El 21 de mayo del 2017 fue el día que partió mi vida en dos. Me levanté en un hospital en el norte de Bogotá como lo venía haciendo en los últimos 15 días. Como de costumbre, lo primero que hice apenas desperté fue mirar a mi mamá y preguntarle a la enfermera cómo estaba ella.
Aquel día hubo algo diferente en mi rutina de la mañana. Después de hablar con la enfermera, le pedí a Dios con todas las fuerzas de mi corazón que me dejara ver los ojos de mi mamá, pues ella llevaba inconsciente dos días y temía que no pudiera volver a verlos nunca más.
Alrededor de las 10 de la mañana estaba alistando todo para irme a la casa y traerle algunas cosas cuando la enfermera me gritó: ¡Andrea, tu mamá, mira a tu mamá! La volteé a ver y tenía los ojos abiertos. Sí, lo que ese día le pedí a Dios se hizo realidad. Pero no era como yo esperaba, sus ojos negros ya no eran los mismos, se encontraban opacos y pedían a gritos un descanso.
Entendí que aunque añoraba tenerla muchos años más a mi lado, debía dejarla ir. En ese momento me atreví a decirle a Dios que si su propósito era que ella se fuera, lo iba a respetar.
En la noche de ese día, a las 7:40 p. m., mi mamá murió.

____________________

▶ _Consignas de trabajo_:
a) Responda estas preguntas sobre el relato de la muerte de la madre:
(i) ¿En qué zona de Bogotá estaba el hospital?
(ii) ¿Cuántos días llevaba inconsciente la madre?
(iii) ¿A qué hora murió la madre?
b) Ofrezca una continuación del relato de la muerte de la madre que comience después de su última oración.
Los datos proceden de una fuente distinta a la del texto.

▶ _Extracto de datos_:
____________________

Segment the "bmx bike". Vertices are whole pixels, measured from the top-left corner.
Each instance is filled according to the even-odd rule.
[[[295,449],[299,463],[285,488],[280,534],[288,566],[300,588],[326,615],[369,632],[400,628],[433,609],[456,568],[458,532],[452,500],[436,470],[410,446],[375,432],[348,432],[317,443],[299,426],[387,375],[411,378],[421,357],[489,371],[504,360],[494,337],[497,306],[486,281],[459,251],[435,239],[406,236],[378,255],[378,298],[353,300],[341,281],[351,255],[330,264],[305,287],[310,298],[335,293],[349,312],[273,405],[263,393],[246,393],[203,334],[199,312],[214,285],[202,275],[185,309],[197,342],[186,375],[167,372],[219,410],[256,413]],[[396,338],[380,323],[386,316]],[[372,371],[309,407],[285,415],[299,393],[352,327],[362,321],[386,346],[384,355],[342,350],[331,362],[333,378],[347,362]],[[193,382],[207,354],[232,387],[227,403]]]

____________________

▶ _Resultados del ejercicio_:
a)
(i) En el norte de Bogotá.
(ii) Dos días.
(iii) A las 7:40 p. m.

b)
Ella se fue rodeada de su familia, de su exesposo y de su hija. Murió cuando le dije que la amaba, que había sido la mejor mamá del mundo y que por ella iba a ser una gran profesional. Murió cuando mi papá le dijo que había sido el amor de su vida. Con un suspiro, luego de esas palabras, se fue.
¿Cómo comenzó todo?
El 19 de mayo del 2016 me arreglaba para ir a la universidad cuando la escuché llorar. Me acerqué a su cuarto, en donde se encontraba ella, y le pregunté qué pasaba. No me decía nada, solamente vi unas cuantas gotas de sangre que salían de su nariz.
A los pocos minutos, me dijo que sentía mucho dolor en su cabeza y que tenía ganas de vomitar. Aquel día decidimos ir de urgencias a la Clínica La Colina, en el norte de Bogotá, la más cercana a nuestro lugar de residencia.
En ese lugar varios médicos la atendieron, le realizaron diferentes exámenes y le dieron un analgésico mientras se conocían los resultados. A las 3 de la tarde de ese día una voz sonó por los parlantes del hospital. Llamaban a mi mamá para entregarle los exámenes.
Entré con ella al último cubículo de la zona de urgencias del hospital. Nos sentamos cada una en una silla y recuerdo cómo la doctora se quedó mirándonos sin decir nada. Luego de un pequeño momento de silencio nos dijo que en las imágenes que había proporcionado el TAC de la cabeza se veía algo raro, algo como un tumor en el cerebelo.
Después me miró a mí y me dijo que mi mamá no podía regresar conmigo ese día a casa. Debía quedarse para saber si se trataba de un tumor cancerígeno.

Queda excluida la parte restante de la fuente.